▶ [AIM OF THE TASK] Print exactly the line that contains "Form: x=280 y=552", then every following line through the end of the material; include nothing else and no pictures.

▶ [DATA SUPPLIED]
■ ■ ■

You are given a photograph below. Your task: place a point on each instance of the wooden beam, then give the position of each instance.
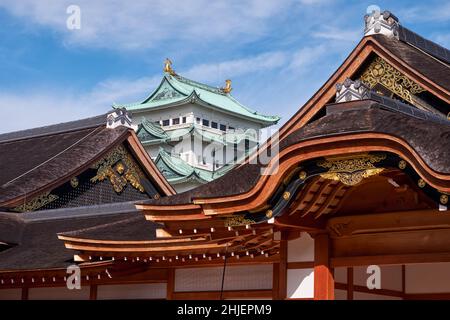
(25, 293)
(390, 259)
(276, 281)
(323, 275)
(418, 242)
(170, 283)
(363, 289)
(282, 272)
(307, 223)
(350, 281)
(215, 295)
(301, 265)
(93, 292)
(388, 222)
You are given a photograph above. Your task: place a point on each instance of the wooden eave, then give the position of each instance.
(348, 68)
(345, 144)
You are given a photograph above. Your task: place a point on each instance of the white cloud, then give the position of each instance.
(142, 24)
(337, 33)
(43, 108)
(428, 13)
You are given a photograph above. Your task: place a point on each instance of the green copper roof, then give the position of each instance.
(177, 90)
(151, 132)
(176, 170)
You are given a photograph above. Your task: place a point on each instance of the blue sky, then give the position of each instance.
(277, 52)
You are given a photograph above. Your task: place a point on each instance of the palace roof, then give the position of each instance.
(41, 159)
(176, 170)
(175, 90)
(153, 133)
(376, 115)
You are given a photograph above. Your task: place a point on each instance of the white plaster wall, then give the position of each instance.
(300, 283)
(10, 294)
(370, 296)
(427, 278)
(340, 275)
(132, 291)
(254, 277)
(301, 249)
(59, 293)
(191, 111)
(340, 294)
(391, 277)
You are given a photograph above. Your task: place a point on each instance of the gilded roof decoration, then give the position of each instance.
(120, 169)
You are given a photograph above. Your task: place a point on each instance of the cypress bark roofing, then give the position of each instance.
(429, 66)
(32, 159)
(34, 236)
(38, 246)
(353, 117)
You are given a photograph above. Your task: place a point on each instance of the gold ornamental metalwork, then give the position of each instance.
(302, 175)
(381, 72)
(443, 199)
(238, 220)
(120, 169)
(421, 183)
(168, 67)
(37, 202)
(227, 88)
(351, 170)
(74, 182)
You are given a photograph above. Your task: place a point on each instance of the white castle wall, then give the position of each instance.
(132, 291)
(300, 282)
(252, 277)
(58, 293)
(427, 278)
(10, 294)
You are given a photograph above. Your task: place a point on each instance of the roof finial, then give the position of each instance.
(120, 117)
(351, 91)
(168, 66)
(377, 22)
(227, 88)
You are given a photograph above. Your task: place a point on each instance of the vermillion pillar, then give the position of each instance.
(323, 274)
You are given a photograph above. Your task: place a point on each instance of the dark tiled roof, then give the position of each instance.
(39, 246)
(430, 67)
(32, 162)
(55, 129)
(134, 228)
(426, 45)
(358, 116)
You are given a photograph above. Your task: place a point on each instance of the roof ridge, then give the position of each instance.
(199, 84)
(58, 128)
(432, 48)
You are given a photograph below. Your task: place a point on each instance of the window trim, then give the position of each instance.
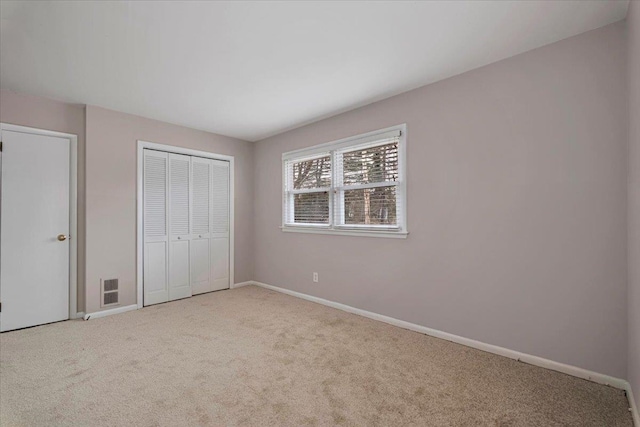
(352, 143)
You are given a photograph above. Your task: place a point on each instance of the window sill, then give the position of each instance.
(347, 232)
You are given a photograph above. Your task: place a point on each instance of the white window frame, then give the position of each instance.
(348, 144)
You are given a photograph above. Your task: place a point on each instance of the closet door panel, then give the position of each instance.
(200, 225)
(220, 224)
(179, 226)
(155, 227)
(200, 267)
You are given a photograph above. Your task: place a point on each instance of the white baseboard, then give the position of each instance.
(110, 312)
(501, 351)
(241, 284)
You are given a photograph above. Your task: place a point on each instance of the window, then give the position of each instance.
(354, 186)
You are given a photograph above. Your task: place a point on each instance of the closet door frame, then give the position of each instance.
(142, 145)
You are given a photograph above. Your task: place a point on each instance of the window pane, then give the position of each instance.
(311, 208)
(315, 173)
(370, 206)
(375, 164)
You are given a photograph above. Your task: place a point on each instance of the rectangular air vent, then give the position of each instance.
(109, 292)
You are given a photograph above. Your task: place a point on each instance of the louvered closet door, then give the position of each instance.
(200, 225)
(155, 225)
(219, 225)
(179, 226)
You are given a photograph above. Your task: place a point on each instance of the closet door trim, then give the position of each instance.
(146, 145)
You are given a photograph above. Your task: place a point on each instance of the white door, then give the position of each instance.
(179, 229)
(34, 230)
(200, 225)
(186, 226)
(155, 226)
(219, 225)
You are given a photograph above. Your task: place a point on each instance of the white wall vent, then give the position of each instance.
(110, 292)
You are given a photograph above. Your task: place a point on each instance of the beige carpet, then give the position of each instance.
(250, 356)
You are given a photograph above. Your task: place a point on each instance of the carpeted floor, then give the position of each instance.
(251, 356)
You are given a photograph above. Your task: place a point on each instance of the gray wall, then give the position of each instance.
(517, 207)
(633, 24)
(42, 113)
(111, 195)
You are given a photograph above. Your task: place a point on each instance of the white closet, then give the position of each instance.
(186, 226)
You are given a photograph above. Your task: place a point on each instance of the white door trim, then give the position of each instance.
(73, 206)
(139, 238)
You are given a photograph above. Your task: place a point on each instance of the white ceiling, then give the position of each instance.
(255, 69)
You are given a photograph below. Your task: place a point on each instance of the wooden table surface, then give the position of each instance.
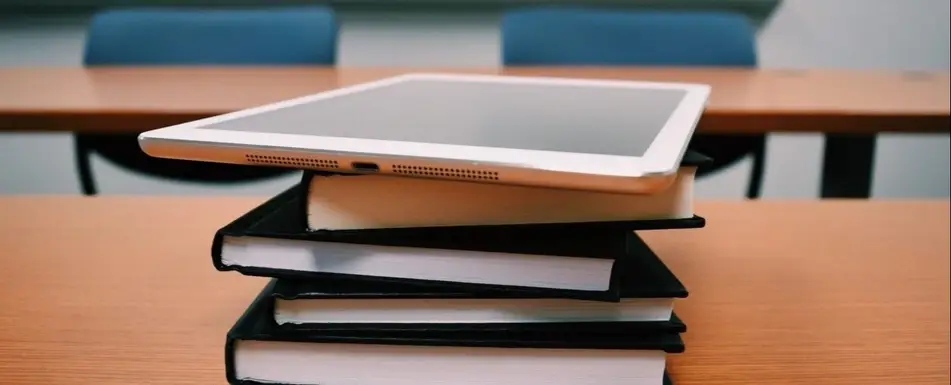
(121, 290)
(743, 100)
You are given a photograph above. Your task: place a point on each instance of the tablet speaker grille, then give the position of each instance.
(291, 161)
(461, 173)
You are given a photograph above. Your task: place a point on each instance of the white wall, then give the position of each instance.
(860, 34)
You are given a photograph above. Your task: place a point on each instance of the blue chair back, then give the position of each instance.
(574, 36)
(195, 36)
(588, 36)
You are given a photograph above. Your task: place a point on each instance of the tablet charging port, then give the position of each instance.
(365, 166)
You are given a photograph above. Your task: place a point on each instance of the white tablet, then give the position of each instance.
(607, 135)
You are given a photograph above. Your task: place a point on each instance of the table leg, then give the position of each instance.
(847, 166)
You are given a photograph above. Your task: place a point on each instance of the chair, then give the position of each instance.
(195, 36)
(572, 36)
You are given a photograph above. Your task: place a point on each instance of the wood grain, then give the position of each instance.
(743, 100)
(121, 290)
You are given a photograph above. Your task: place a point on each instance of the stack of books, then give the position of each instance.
(390, 280)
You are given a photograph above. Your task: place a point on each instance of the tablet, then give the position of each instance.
(600, 135)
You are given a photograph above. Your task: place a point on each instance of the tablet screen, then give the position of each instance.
(593, 120)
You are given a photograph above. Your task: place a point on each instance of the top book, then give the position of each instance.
(358, 202)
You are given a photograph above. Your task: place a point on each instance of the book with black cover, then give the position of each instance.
(337, 201)
(257, 351)
(562, 260)
(647, 289)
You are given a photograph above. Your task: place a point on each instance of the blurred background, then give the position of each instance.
(907, 35)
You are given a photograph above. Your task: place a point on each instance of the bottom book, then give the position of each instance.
(258, 351)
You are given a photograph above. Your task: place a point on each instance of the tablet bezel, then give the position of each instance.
(662, 156)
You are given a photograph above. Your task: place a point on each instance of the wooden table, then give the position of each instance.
(849, 106)
(121, 290)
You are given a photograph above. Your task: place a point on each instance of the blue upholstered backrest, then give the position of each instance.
(588, 36)
(184, 36)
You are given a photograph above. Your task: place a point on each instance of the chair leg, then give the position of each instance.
(83, 167)
(755, 187)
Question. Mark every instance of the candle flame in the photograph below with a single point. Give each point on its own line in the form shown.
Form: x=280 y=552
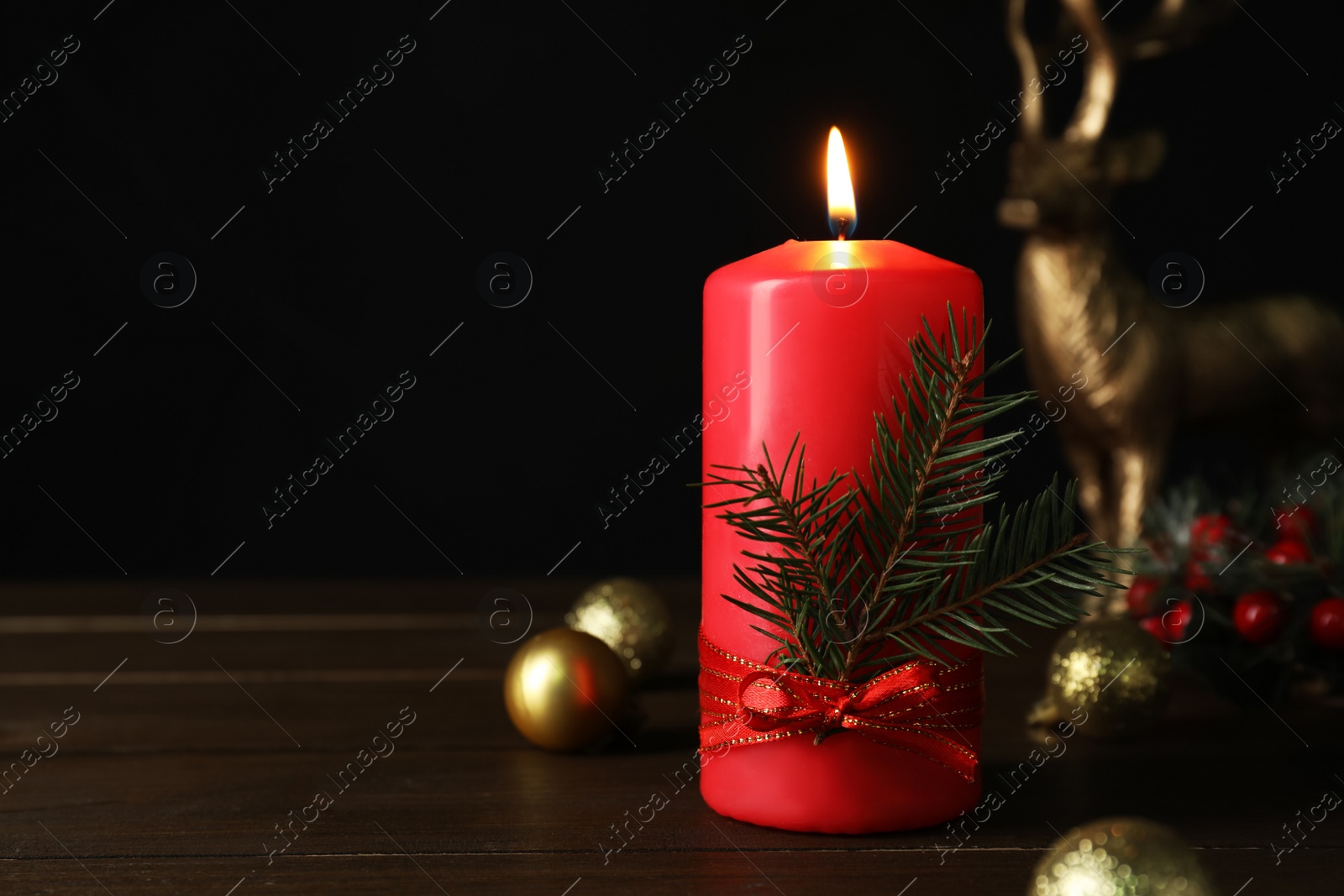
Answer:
x=839 y=188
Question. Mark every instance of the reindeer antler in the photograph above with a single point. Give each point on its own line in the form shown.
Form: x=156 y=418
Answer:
x=1173 y=23
x=1032 y=116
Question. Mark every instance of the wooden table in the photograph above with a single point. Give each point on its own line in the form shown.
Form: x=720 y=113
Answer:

■ ■ ■

▶ [SOLVED PROBLEM]
Form: x=280 y=552
Answer:
x=839 y=188
Question. Mark every instance of the reindeer antler in the photograph above with a single point. Give each point on its own line in the form shown.
Form: x=156 y=418
Answer:
x=1173 y=23
x=1032 y=116
Question. Mark every instance of the wooden table in the photograph above with a single point. Give each point on its own line in the form shown.
Form: x=720 y=113
Answer:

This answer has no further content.